**Action item:** Return all lines below containing the word "keys".

**Stored data:**
╭──
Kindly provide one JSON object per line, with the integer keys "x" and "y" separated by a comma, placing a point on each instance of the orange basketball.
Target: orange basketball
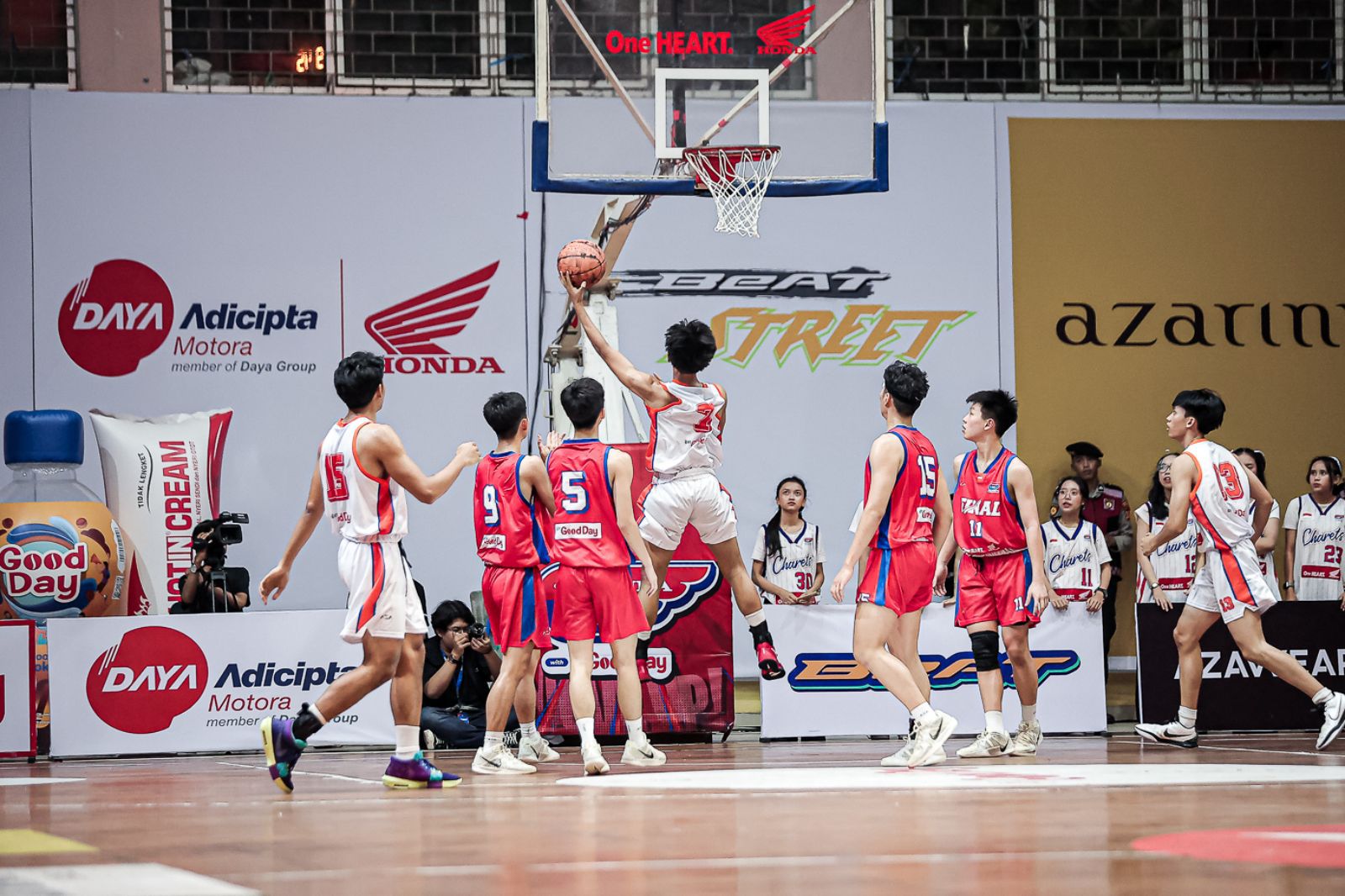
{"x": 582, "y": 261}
╰──
╭──
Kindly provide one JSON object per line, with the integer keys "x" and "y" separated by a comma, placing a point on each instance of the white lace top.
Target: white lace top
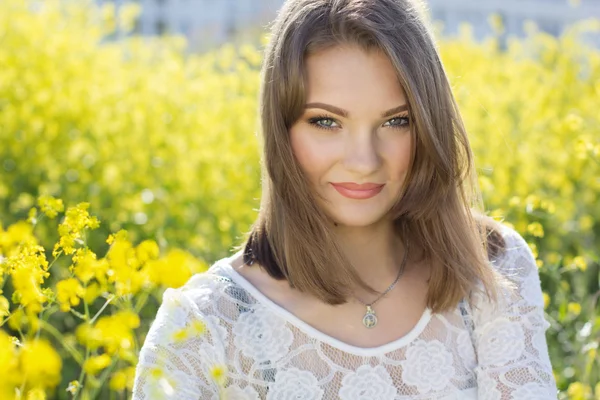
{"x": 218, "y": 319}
╰──
╭──
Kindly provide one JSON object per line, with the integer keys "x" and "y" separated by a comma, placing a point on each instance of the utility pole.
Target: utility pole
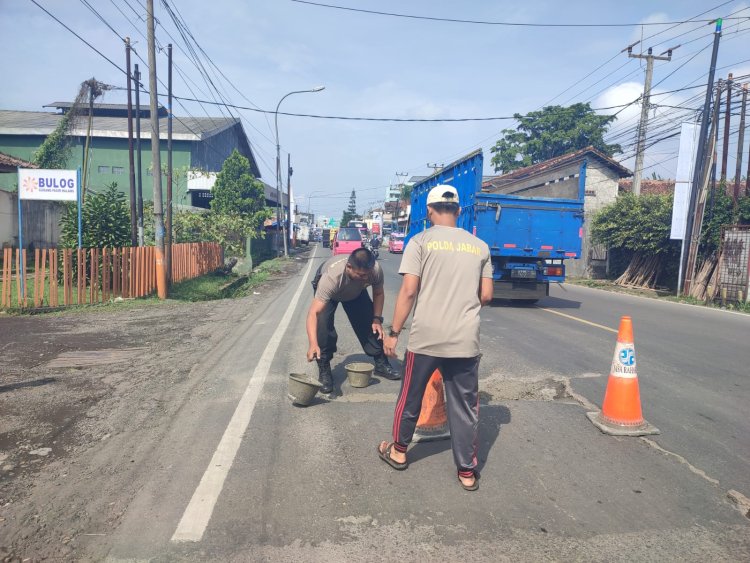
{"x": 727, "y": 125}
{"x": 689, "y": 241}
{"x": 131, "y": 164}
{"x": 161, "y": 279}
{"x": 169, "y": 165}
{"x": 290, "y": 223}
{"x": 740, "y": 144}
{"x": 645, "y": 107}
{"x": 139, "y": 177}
╰──
**Task solution:**
Kindly provide one JSON object per line, with the integer keys "x" and "y" separated by a comma, placing a point on each instance of the orange basketball.
Kindly provide one JSON object per line, with the integer keys "x" and "y" separated by a comma, placing a point on each instance of the white lace top.
Kindly provide one JSON object per line, with the integer keys "x" and "y" separated by a comma, placing a point on each instance of the utility pole.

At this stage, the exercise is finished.